--- START ---
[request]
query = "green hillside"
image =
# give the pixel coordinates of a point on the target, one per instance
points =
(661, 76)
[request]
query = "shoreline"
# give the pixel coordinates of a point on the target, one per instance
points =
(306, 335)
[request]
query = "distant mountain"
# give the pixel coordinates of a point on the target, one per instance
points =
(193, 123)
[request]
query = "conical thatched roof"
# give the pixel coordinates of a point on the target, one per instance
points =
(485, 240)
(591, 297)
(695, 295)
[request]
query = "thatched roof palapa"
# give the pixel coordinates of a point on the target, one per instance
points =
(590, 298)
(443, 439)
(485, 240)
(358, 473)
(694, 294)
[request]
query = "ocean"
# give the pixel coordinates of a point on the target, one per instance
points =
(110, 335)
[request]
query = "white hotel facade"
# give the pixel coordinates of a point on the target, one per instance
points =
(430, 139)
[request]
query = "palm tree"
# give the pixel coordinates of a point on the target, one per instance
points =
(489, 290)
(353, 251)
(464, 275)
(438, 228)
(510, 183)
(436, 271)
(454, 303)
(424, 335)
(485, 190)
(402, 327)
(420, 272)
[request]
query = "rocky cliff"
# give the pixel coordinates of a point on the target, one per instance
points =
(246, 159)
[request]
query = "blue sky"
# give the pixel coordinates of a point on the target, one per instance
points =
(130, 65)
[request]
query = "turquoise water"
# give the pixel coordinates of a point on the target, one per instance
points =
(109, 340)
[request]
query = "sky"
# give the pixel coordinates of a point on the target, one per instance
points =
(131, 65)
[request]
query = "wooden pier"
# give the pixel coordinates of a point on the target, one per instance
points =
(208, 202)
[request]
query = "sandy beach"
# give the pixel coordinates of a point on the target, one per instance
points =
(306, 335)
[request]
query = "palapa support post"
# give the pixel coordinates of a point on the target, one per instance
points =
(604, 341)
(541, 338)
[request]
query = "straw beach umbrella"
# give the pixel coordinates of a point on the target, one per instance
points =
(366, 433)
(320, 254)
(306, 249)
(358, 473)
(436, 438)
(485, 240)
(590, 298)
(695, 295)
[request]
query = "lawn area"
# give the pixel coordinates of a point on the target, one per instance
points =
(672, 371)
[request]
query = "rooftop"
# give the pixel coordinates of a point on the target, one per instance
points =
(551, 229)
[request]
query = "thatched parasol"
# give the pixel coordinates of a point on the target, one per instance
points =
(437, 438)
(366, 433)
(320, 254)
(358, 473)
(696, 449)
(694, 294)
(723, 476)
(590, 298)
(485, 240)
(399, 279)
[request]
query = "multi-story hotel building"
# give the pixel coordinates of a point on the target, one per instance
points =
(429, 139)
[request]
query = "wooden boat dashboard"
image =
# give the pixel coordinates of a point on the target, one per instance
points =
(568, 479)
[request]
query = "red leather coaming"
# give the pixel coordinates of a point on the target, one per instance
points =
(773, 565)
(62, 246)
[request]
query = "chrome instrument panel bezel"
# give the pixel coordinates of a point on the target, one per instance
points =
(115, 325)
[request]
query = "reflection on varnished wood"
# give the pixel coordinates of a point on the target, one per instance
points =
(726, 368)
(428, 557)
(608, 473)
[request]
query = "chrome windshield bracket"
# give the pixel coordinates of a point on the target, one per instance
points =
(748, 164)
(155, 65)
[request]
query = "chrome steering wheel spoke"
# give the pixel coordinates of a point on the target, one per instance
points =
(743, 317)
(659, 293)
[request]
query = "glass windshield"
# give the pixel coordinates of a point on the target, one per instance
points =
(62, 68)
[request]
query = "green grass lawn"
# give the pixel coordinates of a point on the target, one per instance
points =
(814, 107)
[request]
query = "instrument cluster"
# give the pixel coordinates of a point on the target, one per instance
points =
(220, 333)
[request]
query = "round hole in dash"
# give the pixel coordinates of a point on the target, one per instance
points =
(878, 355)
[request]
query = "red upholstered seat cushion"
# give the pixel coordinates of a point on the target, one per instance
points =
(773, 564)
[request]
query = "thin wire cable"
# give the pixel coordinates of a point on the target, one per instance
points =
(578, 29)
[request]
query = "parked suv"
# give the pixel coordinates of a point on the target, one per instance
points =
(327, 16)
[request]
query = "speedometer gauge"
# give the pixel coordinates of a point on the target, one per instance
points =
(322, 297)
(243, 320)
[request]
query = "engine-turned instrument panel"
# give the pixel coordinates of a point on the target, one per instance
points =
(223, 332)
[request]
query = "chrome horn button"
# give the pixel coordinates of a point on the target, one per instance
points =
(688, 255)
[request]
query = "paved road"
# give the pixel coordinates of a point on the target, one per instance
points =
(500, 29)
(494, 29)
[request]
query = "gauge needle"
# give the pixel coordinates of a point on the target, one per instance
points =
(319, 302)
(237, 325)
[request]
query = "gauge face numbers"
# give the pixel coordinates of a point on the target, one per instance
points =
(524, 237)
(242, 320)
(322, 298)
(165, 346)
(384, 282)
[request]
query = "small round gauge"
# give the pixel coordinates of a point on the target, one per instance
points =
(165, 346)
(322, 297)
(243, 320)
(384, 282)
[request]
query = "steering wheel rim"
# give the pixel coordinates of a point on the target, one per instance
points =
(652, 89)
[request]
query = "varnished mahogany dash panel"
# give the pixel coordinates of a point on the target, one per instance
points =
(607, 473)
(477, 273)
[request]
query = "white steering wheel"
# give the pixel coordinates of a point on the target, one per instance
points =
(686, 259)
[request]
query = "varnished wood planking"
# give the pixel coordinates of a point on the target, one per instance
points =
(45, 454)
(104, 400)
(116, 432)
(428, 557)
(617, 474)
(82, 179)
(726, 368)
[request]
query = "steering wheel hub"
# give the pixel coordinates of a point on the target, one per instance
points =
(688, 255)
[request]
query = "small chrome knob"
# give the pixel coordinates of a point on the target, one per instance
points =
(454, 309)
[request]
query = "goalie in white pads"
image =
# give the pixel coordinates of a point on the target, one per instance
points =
--- END ---
● **EXERCISE GOAL**
Type the whole listing again, unaltered.

● **EXERCISE OUTPUT**
[request]
query = "green hillside"
image =
# give the pixel coordinates of a point on the target, one per instance
points =
(661, 76)
[request]
query = "shoreline"
# give the pixel coordinates of a point on the target, one per instance
points =
(306, 335)
[request]
query = "distant mountain"
# give the pixel coordinates of a point on the target, one per instance
points =
(193, 123)
[request]
query = "conical thatched roof"
# give the pixel coordinates of a point on the target, one per instance
points =
(485, 240)
(591, 297)
(695, 295)
[request]
query = "thatched roof palapa"
# give the pixel coordinates of a point on the target, one per instance
points =
(590, 298)
(443, 439)
(485, 240)
(358, 473)
(694, 294)
[request]
query = "ocean"
# give the pixel coordinates of a point on the target, one per instance
points =
(110, 335)
[request]
query = "white hotel facade"
# give the pixel coordinates of a point on the target, one per instance
points =
(430, 139)
[request]
query = "palm tree"
# give the pixel coordinates of a point on the target, one per instance
points =
(489, 290)
(353, 251)
(464, 275)
(438, 228)
(510, 183)
(436, 271)
(454, 303)
(424, 335)
(485, 190)
(402, 327)
(420, 272)
[request]
query = "rocky cliff"
# give the pixel coordinates of a point on the target, one per instance
points =
(246, 159)
[request]
query = "blue sky"
# give the pixel coordinates of a point on the target, one per instance
points =
(130, 65)
[request]
query = "turquoise water"
# give the pixel coordinates of a point on the target, one per instance
points =
(109, 340)
[request]
query = "sky"
# give the pixel coordinates of a point on the target, one per instance
points =
(131, 65)
[request]
query = "wooden pier"
# give the pixel coordinates of a point on the target, one per instance
points =
(208, 202)
[request]
query = "sandy beach"
# give the pixel coordinates of a point on the target, one per instance
points =
(306, 335)
[request]
query = "palapa support post"
# give the pixel coordinates of a point on the target, one per instance
points =
(604, 341)
(541, 338)
[request]
query = "straw beach umbrella"
# give the pixel coordinates of a point on the target, one per instance
points =
(366, 433)
(320, 254)
(306, 249)
(358, 473)
(436, 438)
(485, 240)
(590, 298)
(695, 295)
[request]
query = "lawn area"
# give the pixel coordinates of a point on the target, one per instance
points =
(672, 371)
[request]
query = "rooftop"
# give the pixel coordinates of a point on the target, one per instance
points =
(551, 229)
[request]
query = "thatched parasol"
# give the pixel coordinates of a point on the target, one per instance
points =
(437, 438)
(366, 433)
(320, 254)
(358, 473)
(696, 449)
(694, 294)
(723, 476)
(590, 298)
(485, 240)
(399, 279)
[request]
query = "multi-story hotel building"
# give the pixel coordinates of a point on the target, one per instance
points =
(429, 139)
[request]
query = "wooden boat dashboard"
image =
# give the pixel coordinates of a point on the target, one per instance
points =
(568, 479)
[request]
query = "red leather coaming"
# give the pixel coordinates of a point on the target, one per instance
points =
(773, 565)
(62, 246)
[request]
query = "chrome instrument panel bezel"
# give the pixel coordinates of a point on the target, one per instance
points =
(115, 325)
[request]
query = "reflection on varnished wood"
# give the pixel coordinates of a point on the target, one per instance
points =
(726, 368)
(428, 557)
(608, 473)
[request]
query = "chrome windshield bracket"
# give the pixel coordinates of a point on the target, one per instance
points =
(748, 164)
(155, 65)
[request]
query = "chrome steering wheel spoke"
# give the pixel coordinates of a point on the target, one per instance
points =
(743, 317)
(659, 293)
[request]
query = "glass windshield"
# give the pixel coordinates of a point on the target, one per instance
points =
(62, 68)
[request]
query = "green grass lawn"
# give the pixel coordinates of a point on the target, one per instance
points =
(814, 107)
[request]
query = "instrument cluster"
# give the pixel coordinates of a point on the target, one per instance
points =
(220, 333)
[request]
query = "round hole in dash"
# give the pixel coordinates of a point on the target, one per instance
points =
(878, 355)
[request]
query = "red upholstered seat cushion"
# give the pixel coordinates of a point on the target, one per instance
points =
(773, 564)
[request]
query = "thin wire cable"
# give the pixel coordinates of a point on the target, one per instance
points =
(578, 29)
[request]
query = "parked suv"
# give the pixel coordinates of a point on the target, one per instance
points =
(327, 16)
[request]
query = "speedometer gauge"
# give the pixel coordinates of a point on the target, one per instance
points =
(322, 297)
(243, 320)
[request]
query = "engine-turned instrument panel"
# give the pixel coordinates of a point on the target, one per instance
points =
(223, 332)
[request]
query = "chrome horn button"
# give the pixel coordinates of a point on the target, one per instance
points =
(688, 255)
[request]
query = "paved road"
# give the pixel coordinates of a point on the target, one per instance
points =
(500, 29)
(494, 29)
[request]
query = "gauge needle"
# give the pixel coordinates of a point on the target, one per instance
points =
(319, 302)
(237, 325)
[request]
query = "gauge face numbers"
# give the pixel coordinates of a point on the target, one per instance
points =
(524, 237)
(242, 320)
(322, 298)
(165, 346)
(384, 282)
[request]
query = "small round gauge"
# give the pixel coordinates of a point on the target, one per instance
points =
(165, 346)
(322, 297)
(243, 320)
(384, 282)
[request]
query = "steering wheel rim"
# give the pixel coordinates of a point on the target, one per instance
points =
(652, 89)
[request]
query = "varnished mahogany dash panel"
# give the pixel coordinates of a point on the target, one per instance
points =
(607, 473)
(477, 273)
[request]
query = "white steering wheel"
# give the pixel coordinates of a point on the target, one per instance
points =
(686, 259)
[request]
query = "varnished wood planking"
# give the pixel coordinates of a point on the target, one per instance
points =
(45, 454)
(104, 400)
(116, 432)
(428, 557)
(617, 474)
(82, 179)
(726, 368)
[request]
query = "steering wheel hub"
# give the pixel coordinates of a point on the target, one per instance
points =
(688, 255)
[request]
query = "small chrome knob"
# give the pixel coordinates of a point on the target, one per instance
points =
(454, 309)
[request]
query = "goalie in white pads"
image =
# give the pixel coordinates of a point on the target, one per instance
points =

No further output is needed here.